◆ **Extrait fourni**
%%

Boissard me dit qu’il a vu à Florence Rossini, qui s’ennuie horriblement.

Ce jour, dîné chez Pierret avec Riesener, son ami Lassus, Feuillet, Durieu. J’en ai rapporté cette triste impression, qui dure encore le lendemain et que le travail a pu seul atténuer, celle de la secrète inimitié de ces gens-là pour moi. Il y a là-dessous une ioule de sentimens, qui, par momens, ne prennent pas seulement la peine de mettre un masque… Je suis isolé maintenant au milieu de ces anciens amis !… Il y a une infinité de choses qu’ils ne me pardonnent point, et en première ligne, les avantages que le hasard me donne sur eux.

— Le protégé de David se nomme Albert Borel-Roget, fils d’Emile Roget, graveur en médailles, de talent, mort sans fortune. Il a obtenu le 1er février 1852 une demi-bourse d’élève communal au lycée Napoléon, sa mère ne peut payer les cinq cents francs de surplus et demande une bourse entière.

%%

(Extraits d'un jeu de données de détection)
%%

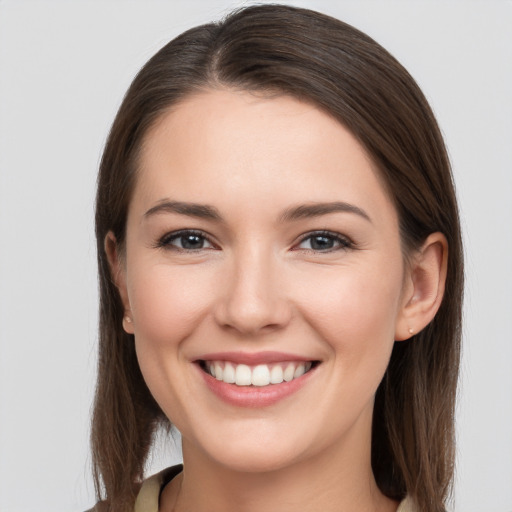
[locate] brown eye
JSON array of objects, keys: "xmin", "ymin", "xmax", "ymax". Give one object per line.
[
  {"xmin": 298, "ymin": 232, "xmax": 352, "ymax": 252},
  {"xmin": 159, "ymin": 231, "xmax": 213, "ymax": 251}
]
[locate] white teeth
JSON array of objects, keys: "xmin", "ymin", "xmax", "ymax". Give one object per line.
[
  {"xmin": 206, "ymin": 361, "xmax": 312, "ymax": 387},
  {"xmin": 235, "ymin": 364, "xmax": 251, "ymax": 386},
  {"xmin": 283, "ymin": 363, "xmax": 295, "ymax": 382},
  {"xmin": 251, "ymin": 364, "xmax": 270, "ymax": 386},
  {"xmin": 215, "ymin": 363, "xmax": 224, "ymax": 380},
  {"xmin": 292, "ymin": 363, "xmax": 306, "ymax": 379},
  {"xmin": 222, "ymin": 363, "xmax": 236, "ymax": 384},
  {"xmin": 270, "ymin": 365, "xmax": 283, "ymax": 384}
]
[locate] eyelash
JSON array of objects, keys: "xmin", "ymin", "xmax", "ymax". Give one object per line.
[
  {"xmin": 155, "ymin": 229, "xmax": 354, "ymax": 253},
  {"xmin": 156, "ymin": 229, "xmax": 216, "ymax": 252},
  {"xmin": 295, "ymin": 230, "xmax": 354, "ymax": 253}
]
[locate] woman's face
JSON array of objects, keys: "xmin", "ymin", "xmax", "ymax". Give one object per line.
[{"xmin": 120, "ymin": 90, "xmax": 412, "ymax": 471}]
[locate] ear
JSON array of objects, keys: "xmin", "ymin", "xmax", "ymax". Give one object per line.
[
  {"xmin": 395, "ymin": 233, "xmax": 448, "ymax": 341},
  {"xmin": 104, "ymin": 231, "xmax": 133, "ymax": 334}
]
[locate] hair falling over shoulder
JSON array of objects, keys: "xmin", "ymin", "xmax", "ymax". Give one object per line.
[{"xmin": 92, "ymin": 5, "xmax": 463, "ymax": 512}]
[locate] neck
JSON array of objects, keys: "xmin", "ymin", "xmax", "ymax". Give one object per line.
[{"xmin": 160, "ymin": 412, "xmax": 398, "ymax": 512}]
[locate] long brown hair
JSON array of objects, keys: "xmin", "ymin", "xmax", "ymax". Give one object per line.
[{"xmin": 92, "ymin": 5, "xmax": 463, "ymax": 512}]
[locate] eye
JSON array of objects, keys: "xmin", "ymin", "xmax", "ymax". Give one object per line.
[
  {"xmin": 157, "ymin": 230, "xmax": 214, "ymax": 251},
  {"xmin": 297, "ymin": 231, "xmax": 353, "ymax": 252}
]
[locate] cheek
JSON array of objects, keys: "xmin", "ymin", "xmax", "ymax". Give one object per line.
[
  {"xmin": 128, "ymin": 264, "xmax": 214, "ymax": 346},
  {"xmin": 301, "ymin": 265, "xmax": 401, "ymax": 349}
]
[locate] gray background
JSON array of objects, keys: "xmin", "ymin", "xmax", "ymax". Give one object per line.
[{"xmin": 0, "ymin": 0, "xmax": 512, "ymax": 512}]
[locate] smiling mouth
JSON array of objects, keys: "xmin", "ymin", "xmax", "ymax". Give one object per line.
[{"xmin": 198, "ymin": 360, "xmax": 319, "ymax": 387}]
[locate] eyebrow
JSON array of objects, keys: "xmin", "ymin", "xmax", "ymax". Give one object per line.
[
  {"xmin": 281, "ymin": 201, "xmax": 372, "ymax": 222},
  {"xmin": 144, "ymin": 201, "xmax": 222, "ymax": 221},
  {"xmin": 144, "ymin": 201, "xmax": 372, "ymax": 222}
]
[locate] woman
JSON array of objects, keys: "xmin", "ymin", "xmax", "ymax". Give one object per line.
[{"xmin": 92, "ymin": 5, "xmax": 462, "ymax": 512}]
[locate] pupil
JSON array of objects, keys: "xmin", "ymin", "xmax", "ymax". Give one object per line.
[
  {"xmin": 311, "ymin": 236, "xmax": 334, "ymax": 251},
  {"xmin": 181, "ymin": 235, "xmax": 203, "ymax": 249}
]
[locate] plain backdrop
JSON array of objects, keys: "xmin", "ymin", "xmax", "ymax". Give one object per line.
[{"xmin": 0, "ymin": 0, "xmax": 512, "ymax": 512}]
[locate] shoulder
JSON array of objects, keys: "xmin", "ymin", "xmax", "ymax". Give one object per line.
[
  {"xmin": 85, "ymin": 464, "xmax": 183, "ymax": 512},
  {"xmin": 134, "ymin": 464, "xmax": 183, "ymax": 512}
]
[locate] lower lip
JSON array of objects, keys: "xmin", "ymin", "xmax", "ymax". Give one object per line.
[{"xmin": 196, "ymin": 365, "xmax": 316, "ymax": 408}]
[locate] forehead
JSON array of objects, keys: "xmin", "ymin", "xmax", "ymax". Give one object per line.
[{"xmin": 136, "ymin": 90, "xmax": 396, "ymax": 222}]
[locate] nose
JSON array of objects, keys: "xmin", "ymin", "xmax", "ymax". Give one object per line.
[{"xmin": 215, "ymin": 248, "xmax": 292, "ymax": 336}]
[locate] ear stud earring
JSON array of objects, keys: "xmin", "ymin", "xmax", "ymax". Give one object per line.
[{"xmin": 123, "ymin": 315, "xmax": 132, "ymax": 333}]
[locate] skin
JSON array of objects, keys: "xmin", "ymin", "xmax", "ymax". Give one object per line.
[{"xmin": 106, "ymin": 90, "xmax": 447, "ymax": 512}]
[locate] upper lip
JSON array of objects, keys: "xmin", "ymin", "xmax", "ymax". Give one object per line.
[{"xmin": 196, "ymin": 351, "xmax": 315, "ymax": 366}]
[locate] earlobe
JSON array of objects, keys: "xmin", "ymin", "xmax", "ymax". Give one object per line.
[
  {"xmin": 104, "ymin": 231, "xmax": 134, "ymax": 334},
  {"xmin": 395, "ymin": 232, "xmax": 448, "ymax": 341}
]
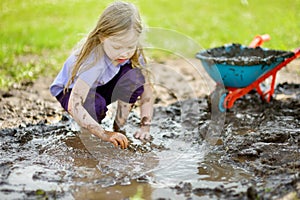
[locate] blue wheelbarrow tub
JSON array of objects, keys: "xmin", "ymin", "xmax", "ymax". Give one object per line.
[{"xmin": 196, "ymin": 44, "xmax": 294, "ymax": 88}]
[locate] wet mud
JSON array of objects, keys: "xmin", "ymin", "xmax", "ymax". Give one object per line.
[
  {"xmin": 196, "ymin": 43, "xmax": 294, "ymax": 66},
  {"xmin": 0, "ymin": 84, "xmax": 300, "ymax": 199}
]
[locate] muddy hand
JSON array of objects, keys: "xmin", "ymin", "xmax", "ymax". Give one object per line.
[{"xmin": 105, "ymin": 131, "xmax": 128, "ymax": 149}]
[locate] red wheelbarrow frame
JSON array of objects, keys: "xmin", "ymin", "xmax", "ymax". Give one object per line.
[{"xmin": 223, "ymin": 34, "xmax": 300, "ymax": 109}]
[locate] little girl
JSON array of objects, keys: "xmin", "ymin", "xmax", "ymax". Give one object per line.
[{"xmin": 50, "ymin": 2, "xmax": 153, "ymax": 149}]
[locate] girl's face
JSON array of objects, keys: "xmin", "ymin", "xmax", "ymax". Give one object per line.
[{"xmin": 102, "ymin": 29, "xmax": 139, "ymax": 65}]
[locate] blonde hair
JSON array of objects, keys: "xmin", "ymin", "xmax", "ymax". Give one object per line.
[{"xmin": 65, "ymin": 2, "xmax": 146, "ymax": 90}]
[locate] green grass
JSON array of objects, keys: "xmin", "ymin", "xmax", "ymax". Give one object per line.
[{"xmin": 0, "ymin": 0, "xmax": 300, "ymax": 89}]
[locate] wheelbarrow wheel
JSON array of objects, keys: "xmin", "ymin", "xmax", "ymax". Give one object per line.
[{"xmin": 208, "ymin": 86, "xmax": 227, "ymax": 113}]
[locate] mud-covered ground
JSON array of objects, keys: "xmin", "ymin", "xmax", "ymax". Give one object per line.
[{"xmin": 0, "ymin": 58, "xmax": 300, "ymax": 199}]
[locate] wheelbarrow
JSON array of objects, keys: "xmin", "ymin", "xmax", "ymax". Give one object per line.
[{"xmin": 196, "ymin": 34, "xmax": 300, "ymax": 112}]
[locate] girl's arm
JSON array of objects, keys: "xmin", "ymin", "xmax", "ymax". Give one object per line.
[
  {"xmin": 135, "ymin": 83, "xmax": 154, "ymax": 140},
  {"xmin": 68, "ymin": 78, "xmax": 128, "ymax": 149}
]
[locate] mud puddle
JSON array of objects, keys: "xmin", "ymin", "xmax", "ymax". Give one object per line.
[{"xmin": 0, "ymin": 84, "xmax": 300, "ymax": 199}]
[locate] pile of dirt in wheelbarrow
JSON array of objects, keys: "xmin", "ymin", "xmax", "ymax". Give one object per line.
[{"xmin": 0, "ymin": 58, "xmax": 300, "ymax": 199}]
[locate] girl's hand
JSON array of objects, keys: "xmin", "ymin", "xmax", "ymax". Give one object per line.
[
  {"xmin": 105, "ymin": 131, "xmax": 128, "ymax": 149},
  {"xmin": 134, "ymin": 126, "xmax": 150, "ymax": 140}
]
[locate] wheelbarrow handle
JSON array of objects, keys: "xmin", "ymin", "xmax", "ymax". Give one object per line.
[
  {"xmin": 294, "ymin": 47, "xmax": 300, "ymax": 58},
  {"xmin": 249, "ymin": 34, "xmax": 271, "ymax": 48}
]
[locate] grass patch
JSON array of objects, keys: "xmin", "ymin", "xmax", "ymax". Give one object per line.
[{"xmin": 0, "ymin": 0, "xmax": 300, "ymax": 89}]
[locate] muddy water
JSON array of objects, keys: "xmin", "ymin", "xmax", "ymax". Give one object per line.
[{"xmin": 0, "ymin": 84, "xmax": 300, "ymax": 199}]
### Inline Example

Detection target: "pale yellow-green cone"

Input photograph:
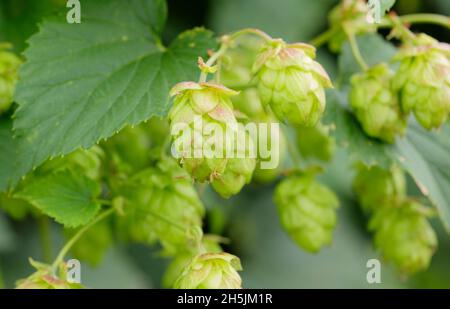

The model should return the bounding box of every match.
[253,39,332,126]
[16,258,84,290]
[328,0,376,53]
[117,158,205,255]
[162,235,223,289]
[169,82,256,198]
[0,43,22,114]
[174,252,242,289]
[393,33,450,130]
[274,175,339,253]
[349,63,406,143]
[353,164,406,212]
[296,123,336,162]
[369,200,438,275]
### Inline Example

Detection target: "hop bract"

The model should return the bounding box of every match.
[328,0,376,53]
[169,82,256,198]
[274,175,339,252]
[353,164,406,212]
[369,200,437,275]
[254,39,332,126]
[175,252,242,289]
[393,34,450,130]
[0,44,22,114]
[117,159,204,255]
[350,63,406,143]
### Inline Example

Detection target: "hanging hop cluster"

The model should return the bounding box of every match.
[0,44,22,114]
[175,252,242,289]
[353,165,437,275]
[253,39,332,126]
[369,200,437,275]
[274,175,339,252]
[393,33,450,130]
[169,82,256,198]
[350,63,406,143]
[118,158,205,255]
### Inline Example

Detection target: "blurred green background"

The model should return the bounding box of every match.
[0,0,450,288]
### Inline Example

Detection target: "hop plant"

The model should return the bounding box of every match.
[174,252,242,289]
[253,39,332,126]
[369,200,437,275]
[0,44,22,114]
[353,164,406,212]
[116,158,204,255]
[328,0,376,53]
[169,82,256,198]
[16,259,83,290]
[296,123,336,162]
[350,63,406,143]
[393,34,450,130]
[274,174,339,252]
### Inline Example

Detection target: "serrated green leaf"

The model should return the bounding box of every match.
[393,124,450,232]
[323,90,393,167]
[13,0,215,188]
[15,170,101,227]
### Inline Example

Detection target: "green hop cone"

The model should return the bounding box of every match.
[328,0,376,53]
[353,164,406,212]
[350,63,406,143]
[253,39,332,126]
[274,175,339,253]
[369,200,437,275]
[16,258,84,290]
[116,158,204,255]
[162,235,222,289]
[296,123,336,162]
[0,43,22,114]
[169,82,256,198]
[393,34,450,130]
[174,252,242,289]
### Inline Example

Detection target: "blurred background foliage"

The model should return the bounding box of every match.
[0,0,450,288]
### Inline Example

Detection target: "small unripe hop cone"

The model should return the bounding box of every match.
[169,82,256,198]
[253,39,332,126]
[393,34,450,130]
[274,175,339,252]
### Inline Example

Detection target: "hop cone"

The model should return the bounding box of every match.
[120,159,204,255]
[328,0,376,53]
[16,259,83,290]
[0,44,22,114]
[350,63,406,143]
[169,82,255,198]
[274,175,339,252]
[297,123,336,162]
[254,40,332,126]
[369,200,437,275]
[393,34,450,130]
[353,164,406,211]
[174,252,242,289]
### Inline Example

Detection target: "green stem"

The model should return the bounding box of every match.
[280,124,301,168]
[38,216,52,263]
[309,28,336,48]
[52,208,115,273]
[344,26,369,71]
[377,14,450,29]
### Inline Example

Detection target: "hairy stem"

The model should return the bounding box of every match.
[52,208,115,273]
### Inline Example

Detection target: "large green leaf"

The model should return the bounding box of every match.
[393,124,450,232]
[9,0,215,185]
[15,170,101,227]
[323,90,392,167]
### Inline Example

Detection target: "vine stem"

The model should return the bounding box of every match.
[199,28,272,83]
[344,25,369,71]
[51,208,115,273]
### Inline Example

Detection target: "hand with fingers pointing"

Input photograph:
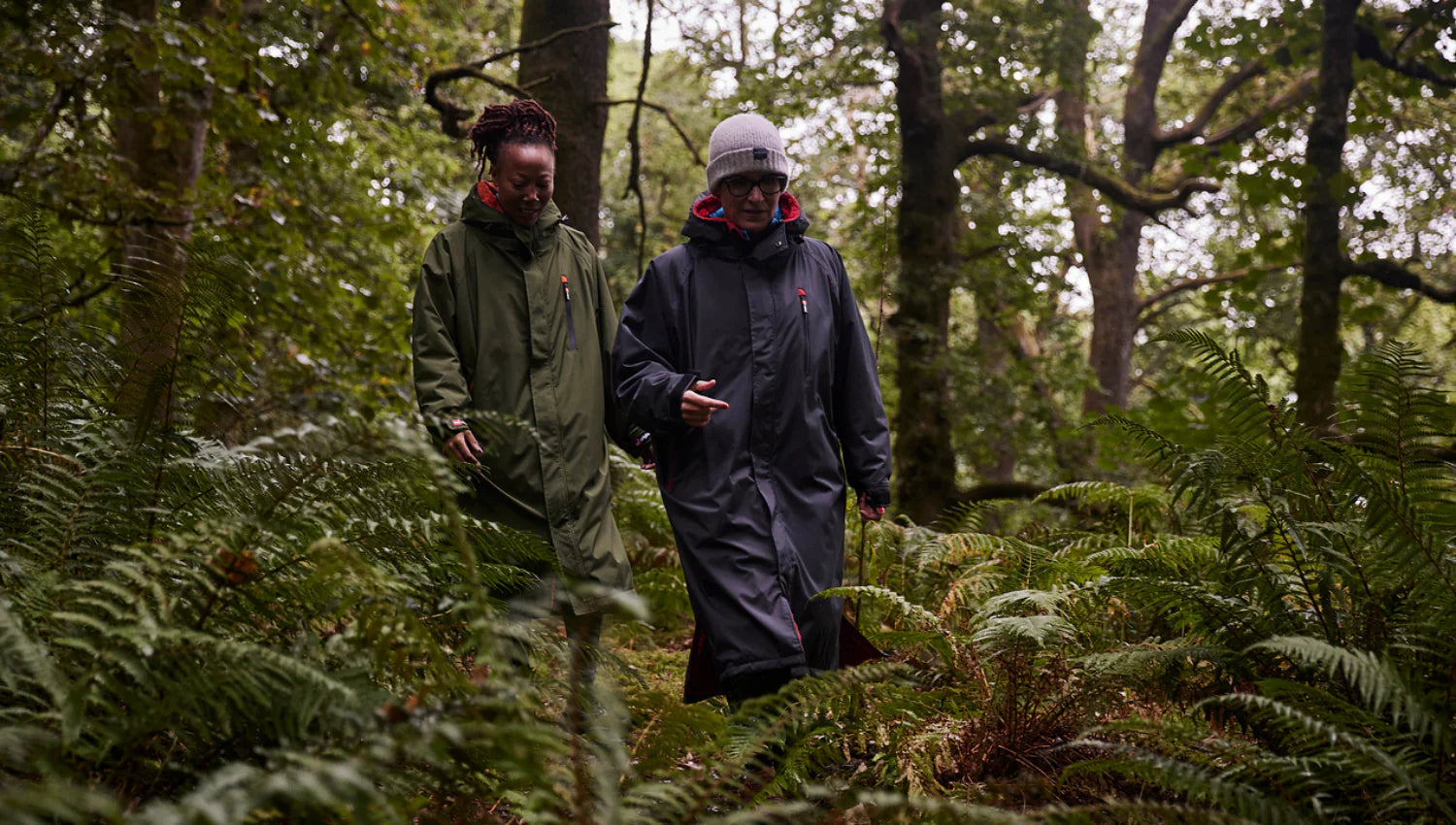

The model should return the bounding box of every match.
[683,379,728,426]
[445,429,485,466]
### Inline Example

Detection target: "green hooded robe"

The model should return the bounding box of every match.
[414,184,635,614]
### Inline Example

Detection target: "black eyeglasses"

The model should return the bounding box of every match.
[724,175,789,198]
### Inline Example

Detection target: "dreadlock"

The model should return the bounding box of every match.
[471,100,556,175]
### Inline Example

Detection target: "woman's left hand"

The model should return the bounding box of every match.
[859,493,885,521]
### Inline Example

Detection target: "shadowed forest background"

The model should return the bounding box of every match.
[0,0,1456,825]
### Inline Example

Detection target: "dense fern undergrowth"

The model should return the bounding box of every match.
[0,217,1456,824]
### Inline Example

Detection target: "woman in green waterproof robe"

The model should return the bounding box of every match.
[414,100,649,657]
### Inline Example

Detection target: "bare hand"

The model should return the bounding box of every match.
[683,380,728,426]
[859,493,885,521]
[445,429,485,467]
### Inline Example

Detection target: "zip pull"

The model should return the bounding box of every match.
[561,275,577,349]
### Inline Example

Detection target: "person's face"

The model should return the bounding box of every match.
[713,172,788,231]
[491,143,556,227]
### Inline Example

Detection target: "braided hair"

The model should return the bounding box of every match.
[471,99,556,175]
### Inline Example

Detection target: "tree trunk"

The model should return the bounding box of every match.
[116,0,217,426]
[881,0,960,524]
[517,0,612,246]
[1057,0,1190,414]
[1295,0,1360,432]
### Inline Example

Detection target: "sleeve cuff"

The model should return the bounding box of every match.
[861,484,890,507]
[667,373,698,422]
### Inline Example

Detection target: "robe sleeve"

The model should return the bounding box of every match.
[612,248,698,432]
[411,234,471,440]
[832,246,890,507]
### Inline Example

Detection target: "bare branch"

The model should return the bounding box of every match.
[1155,59,1269,148]
[425,20,617,138]
[622,0,655,272]
[951,88,1062,138]
[466,20,617,68]
[597,97,708,169]
[1203,70,1319,148]
[1138,263,1299,314]
[958,138,1220,216]
[425,65,530,138]
[1341,257,1456,304]
[1356,26,1456,88]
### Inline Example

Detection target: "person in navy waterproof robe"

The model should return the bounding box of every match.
[613,114,890,702]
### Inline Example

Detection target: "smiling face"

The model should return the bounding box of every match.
[713,172,783,231]
[491,143,556,227]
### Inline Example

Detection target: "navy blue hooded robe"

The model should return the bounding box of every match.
[613,195,890,700]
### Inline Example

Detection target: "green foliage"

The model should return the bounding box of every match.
[1072,336,1456,822]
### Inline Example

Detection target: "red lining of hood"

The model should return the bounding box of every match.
[693,192,801,233]
[475,181,506,215]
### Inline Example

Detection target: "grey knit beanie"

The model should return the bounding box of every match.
[708,112,789,192]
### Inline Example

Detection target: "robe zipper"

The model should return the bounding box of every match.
[561,275,577,349]
[798,286,810,379]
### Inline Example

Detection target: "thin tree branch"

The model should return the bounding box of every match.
[425,65,530,138]
[1203,70,1319,148]
[622,0,655,272]
[1356,26,1456,88]
[466,20,617,68]
[425,20,617,138]
[1155,59,1269,148]
[597,97,708,167]
[1138,263,1299,314]
[1341,257,1456,304]
[951,88,1062,140]
[957,138,1220,216]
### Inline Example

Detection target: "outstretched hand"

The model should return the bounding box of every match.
[681,380,728,426]
[859,493,885,521]
[445,429,485,467]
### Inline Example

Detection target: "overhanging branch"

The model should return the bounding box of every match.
[958,138,1220,215]
[425,20,617,138]
[1341,257,1456,304]
[1356,26,1456,88]
[1156,59,1269,148]
[1203,70,1319,148]
[1138,263,1299,314]
[597,97,708,167]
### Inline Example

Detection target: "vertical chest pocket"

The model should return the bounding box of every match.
[561,275,577,349]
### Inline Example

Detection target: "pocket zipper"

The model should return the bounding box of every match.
[561,275,577,349]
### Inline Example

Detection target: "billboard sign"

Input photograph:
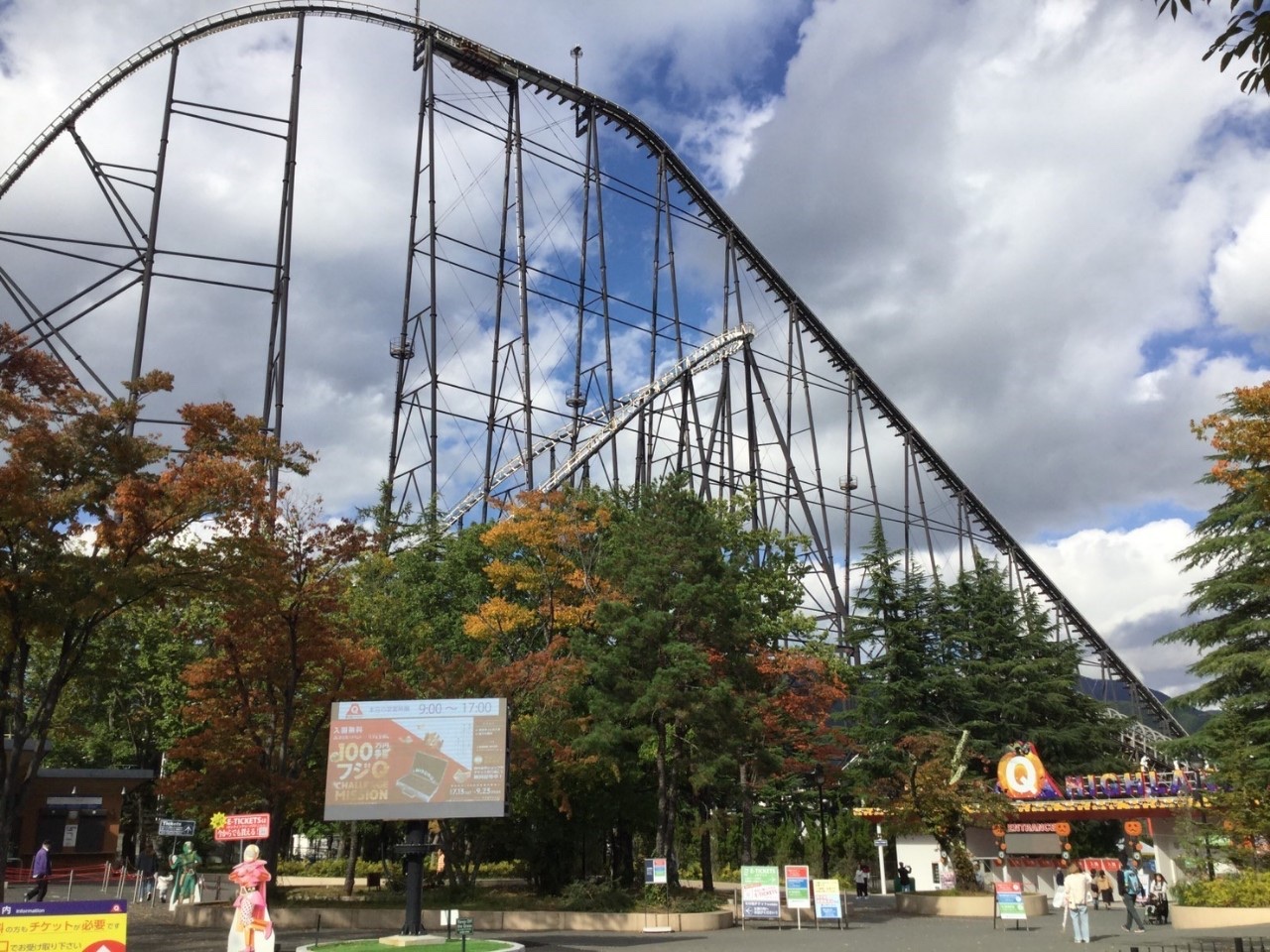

%%

◆ **Consigne A**
Répondez à ces questions d'après l'extrait fourni :
(i) Dans quelle ville Boissard a-t-il vu Rossini ?
(ii) Selon l'extrait, qu'est-ce qui a pu seul atténuer la triste impression rapportée du dîner chez Pierret ?
(iii) Quel métier exerçait Émile Roget ?
◆ **Consigne B**
Poursuivez l'extrait fourni à partir de sa dernière phrase.

◆ **Réponse A**
(i) À Florence.
(ii) Le travail.
(iii) Il était graveur en médailles.

◆ **Réponse B**
— « Voltaire, dit Sainte-Beuve prenant Gui Patin sur l’ensemble de ses lettres, l’a jugé sévèrement et sans véritable justice. » Voici ce qu’en dit Voltaire : « Il sert à faire voir combien les auteurs contemporains qui écrivent précipitamment les nouvelles du jour sont des guides infidèles pour l’histoire. Ces nouvelles se trouvent souvent fausses ou défigurées par la malignité ; d’ailleurs, cette multitude de petits faits n’est guère précieuse qu’aux petits esprits. »

« Petits esprits, ajoute Sainte-Beuve, je n’aime pas qu’on dise cela des autres, surtout quand ces autres composent une classe, un groupe naturel ; c’est une manière commode et abrégée d’indiquer qu’on est soi-même d’un groupe différent. »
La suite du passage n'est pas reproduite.